▸ **LISTED RECORDS**
+--
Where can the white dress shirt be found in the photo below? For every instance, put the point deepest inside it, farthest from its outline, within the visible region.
+--
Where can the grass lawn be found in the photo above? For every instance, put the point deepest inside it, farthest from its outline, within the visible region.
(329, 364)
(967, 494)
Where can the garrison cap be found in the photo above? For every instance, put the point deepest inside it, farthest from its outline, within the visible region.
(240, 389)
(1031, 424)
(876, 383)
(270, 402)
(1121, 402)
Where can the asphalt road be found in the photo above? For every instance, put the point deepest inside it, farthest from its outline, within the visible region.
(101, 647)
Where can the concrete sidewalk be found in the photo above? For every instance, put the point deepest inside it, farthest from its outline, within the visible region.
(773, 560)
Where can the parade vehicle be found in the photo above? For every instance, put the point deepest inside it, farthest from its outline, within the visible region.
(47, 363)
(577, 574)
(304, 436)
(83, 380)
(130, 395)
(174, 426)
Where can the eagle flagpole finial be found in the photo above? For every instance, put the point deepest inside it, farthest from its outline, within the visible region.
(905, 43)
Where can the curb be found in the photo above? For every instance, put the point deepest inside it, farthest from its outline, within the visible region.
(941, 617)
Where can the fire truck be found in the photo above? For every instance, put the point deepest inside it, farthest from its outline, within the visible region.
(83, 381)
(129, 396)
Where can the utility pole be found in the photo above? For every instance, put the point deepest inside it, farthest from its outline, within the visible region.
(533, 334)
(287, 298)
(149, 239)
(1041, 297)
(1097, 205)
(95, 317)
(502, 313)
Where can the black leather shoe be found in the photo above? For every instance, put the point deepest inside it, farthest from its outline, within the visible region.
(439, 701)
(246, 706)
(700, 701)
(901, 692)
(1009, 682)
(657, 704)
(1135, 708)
+--
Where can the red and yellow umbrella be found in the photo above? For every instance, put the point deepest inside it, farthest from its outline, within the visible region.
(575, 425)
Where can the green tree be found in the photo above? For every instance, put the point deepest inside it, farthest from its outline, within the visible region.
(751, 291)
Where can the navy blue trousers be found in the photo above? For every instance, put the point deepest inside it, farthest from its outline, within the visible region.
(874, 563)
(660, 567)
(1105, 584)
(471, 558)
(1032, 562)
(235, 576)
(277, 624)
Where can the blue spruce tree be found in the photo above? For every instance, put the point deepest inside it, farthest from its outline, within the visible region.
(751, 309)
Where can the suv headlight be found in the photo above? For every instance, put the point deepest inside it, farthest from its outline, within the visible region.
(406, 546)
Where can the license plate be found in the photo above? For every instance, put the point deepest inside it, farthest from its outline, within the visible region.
+--
▸ **YOUR TASK**
Print the part of the entries that opens with the line containing "Where can the green" and closes with the line containing "Where can the license", both lines included, copying every line unchanged.

▸ **TASK RESULT**
Where can the green tree be found in the photo above? For every instance, put the point deepest inside it, farthest from its outline, within the visible region.
(751, 291)
Where can the navy blue trousers be found in the photo above? For every instance, put the point deepest inside it, farthest from its outline, within the visible region.
(874, 563)
(660, 567)
(1105, 584)
(471, 558)
(1032, 562)
(235, 576)
(277, 624)
Where can the blue spruce tree be found in the photo above? For every instance, put the point deepest inside it, farthest from its outline, within the visible region.
(751, 309)
Where can the suv headlight be found in the photo above? For every instance, put the point deepest inside it, farthest from its outline, within the visible region.
(406, 546)
Where can the license plate be found in the photo above? For every instance, put the point deepest inside it, farthest from its outline, within the visible region.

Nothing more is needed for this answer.